→ **STORED DATA**:
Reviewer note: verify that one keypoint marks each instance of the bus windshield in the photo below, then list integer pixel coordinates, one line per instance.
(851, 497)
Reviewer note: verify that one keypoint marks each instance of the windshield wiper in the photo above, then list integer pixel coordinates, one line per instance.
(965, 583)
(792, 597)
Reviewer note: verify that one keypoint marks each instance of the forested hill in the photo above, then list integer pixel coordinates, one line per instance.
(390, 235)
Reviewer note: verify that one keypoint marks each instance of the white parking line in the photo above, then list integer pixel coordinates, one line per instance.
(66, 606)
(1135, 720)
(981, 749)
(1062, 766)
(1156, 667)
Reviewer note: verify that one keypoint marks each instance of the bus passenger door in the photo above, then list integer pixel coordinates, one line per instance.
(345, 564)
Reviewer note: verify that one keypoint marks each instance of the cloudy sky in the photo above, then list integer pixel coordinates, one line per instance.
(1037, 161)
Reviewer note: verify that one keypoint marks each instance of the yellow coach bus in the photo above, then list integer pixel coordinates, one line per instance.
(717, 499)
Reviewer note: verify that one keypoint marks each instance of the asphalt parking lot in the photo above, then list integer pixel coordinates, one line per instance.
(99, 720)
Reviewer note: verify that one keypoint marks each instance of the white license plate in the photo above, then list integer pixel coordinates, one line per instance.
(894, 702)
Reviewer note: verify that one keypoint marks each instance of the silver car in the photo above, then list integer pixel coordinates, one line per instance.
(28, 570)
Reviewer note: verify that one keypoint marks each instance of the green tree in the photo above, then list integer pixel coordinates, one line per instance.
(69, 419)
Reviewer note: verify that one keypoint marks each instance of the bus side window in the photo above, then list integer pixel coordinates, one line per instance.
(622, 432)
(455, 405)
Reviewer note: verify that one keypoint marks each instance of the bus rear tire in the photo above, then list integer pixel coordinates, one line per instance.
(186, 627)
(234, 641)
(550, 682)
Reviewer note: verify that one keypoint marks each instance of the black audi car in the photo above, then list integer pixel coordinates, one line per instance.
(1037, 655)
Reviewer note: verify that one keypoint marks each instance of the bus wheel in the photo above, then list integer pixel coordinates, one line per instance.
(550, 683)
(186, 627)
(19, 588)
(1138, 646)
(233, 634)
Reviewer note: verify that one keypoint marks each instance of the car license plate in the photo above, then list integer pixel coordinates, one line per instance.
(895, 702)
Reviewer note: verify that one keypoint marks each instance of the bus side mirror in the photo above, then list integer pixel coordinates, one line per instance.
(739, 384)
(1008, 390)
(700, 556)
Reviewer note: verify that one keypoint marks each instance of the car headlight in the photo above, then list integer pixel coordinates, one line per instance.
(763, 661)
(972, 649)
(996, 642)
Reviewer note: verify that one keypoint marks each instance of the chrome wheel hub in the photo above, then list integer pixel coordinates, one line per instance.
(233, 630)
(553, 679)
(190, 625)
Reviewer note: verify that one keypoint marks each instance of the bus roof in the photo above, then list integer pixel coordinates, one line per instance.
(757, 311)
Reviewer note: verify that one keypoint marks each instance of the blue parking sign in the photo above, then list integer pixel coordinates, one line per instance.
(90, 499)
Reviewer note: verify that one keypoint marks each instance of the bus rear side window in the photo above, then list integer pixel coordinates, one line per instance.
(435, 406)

→ **YOUR OBJECTIVE**: Can you copy out, unchanged, the lines of the entries that begin with the one containing "of the black" and run through the last line of the entries, both ends included?

→ **REPLY**:
Reviewer note: verify that one keypoint marks each instance of the black audi car in the photo above, then list integer pixel coordinates, one line per instance.
(1037, 655)
Reviewer note: verify that one keypoint marks each instance of the bus wheel in the photo above, then list integer pixel coordinates, one line per instance.
(550, 683)
(186, 627)
(19, 588)
(1138, 646)
(233, 634)
Reviewer note: verify that one keypoint marks each instance of the car license plate in the photo above, then list integer pixel coordinates, one line per instance.
(895, 702)
Reviewer note: verify that one keypoint marks each instance of the bus side mirror in the photo above, then list integer pixel coordinates, one line per instance.
(739, 384)
(1008, 390)
(700, 556)
Reviewer note: verify that one keypoint marks each instance of the car headlight in the photo above, then list integer pixel coordinates, one line per instance.
(763, 661)
(972, 649)
(996, 642)
Reviewer note: verify that one keypoint marks each instance of the chrome wheel hub in the photo above, then list integer pixel coordinates, one line per instance.
(233, 630)
(553, 679)
(190, 625)
Reviewer note: verify that one keypoint marks each instance of the bus roof in the photo above, then list integer pixel coordinates, one line per instance.
(757, 311)
Reviewer note: verify that one keypoint marks each instance of the blue parking sign in the photo above, then list integer pixel coordinates, one line per instance.
(90, 499)
Reviewer note: verify that one keypoint marks each instance of the bus rear side window in the photo above, then list integer pixel coordinates, one line per instance.
(435, 406)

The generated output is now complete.